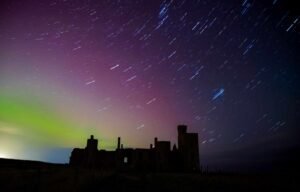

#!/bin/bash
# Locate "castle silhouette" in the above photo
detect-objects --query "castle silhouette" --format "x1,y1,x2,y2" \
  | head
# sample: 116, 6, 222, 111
70, 125, 199, 172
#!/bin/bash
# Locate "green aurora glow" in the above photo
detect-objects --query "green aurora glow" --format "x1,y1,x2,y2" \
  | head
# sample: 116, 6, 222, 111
0, 95, 114, 148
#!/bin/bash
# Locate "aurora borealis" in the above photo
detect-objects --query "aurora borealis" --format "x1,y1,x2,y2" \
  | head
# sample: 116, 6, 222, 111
0, 0, 299, 169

* * *

- Problem details: Only the number is needed. Say how many lines of the entries contain "green".

- Problem solution: 2